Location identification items
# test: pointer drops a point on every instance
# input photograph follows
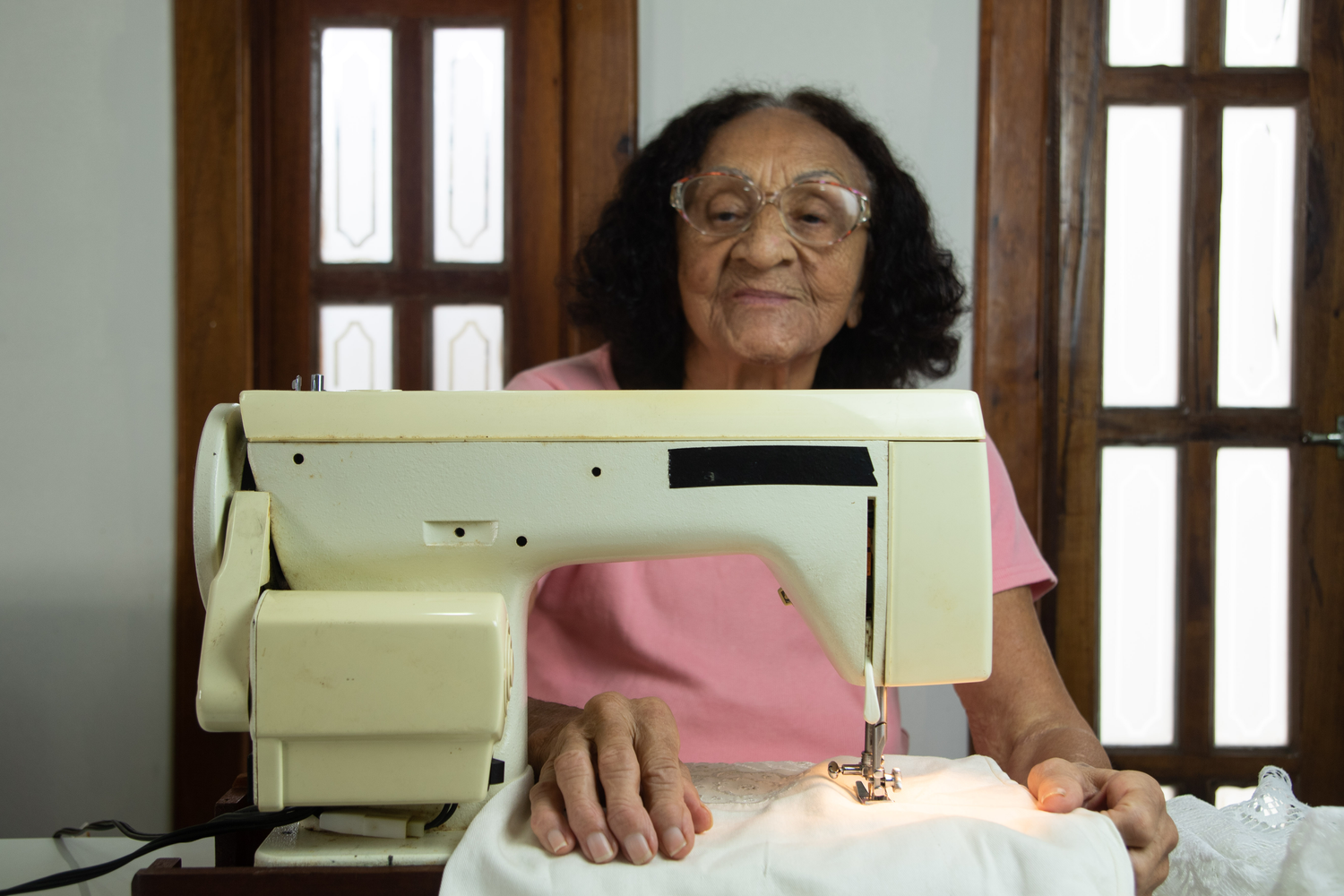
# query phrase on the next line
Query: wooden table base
(234, 872)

Given request: Can you transcribe the rows above word for word, leaving out the pictures?

Solution for this problem:
# test: pointer drops a point on every instance
# input photograph follows
# query phrase on the next line
Query: wooden table base
(234, 872)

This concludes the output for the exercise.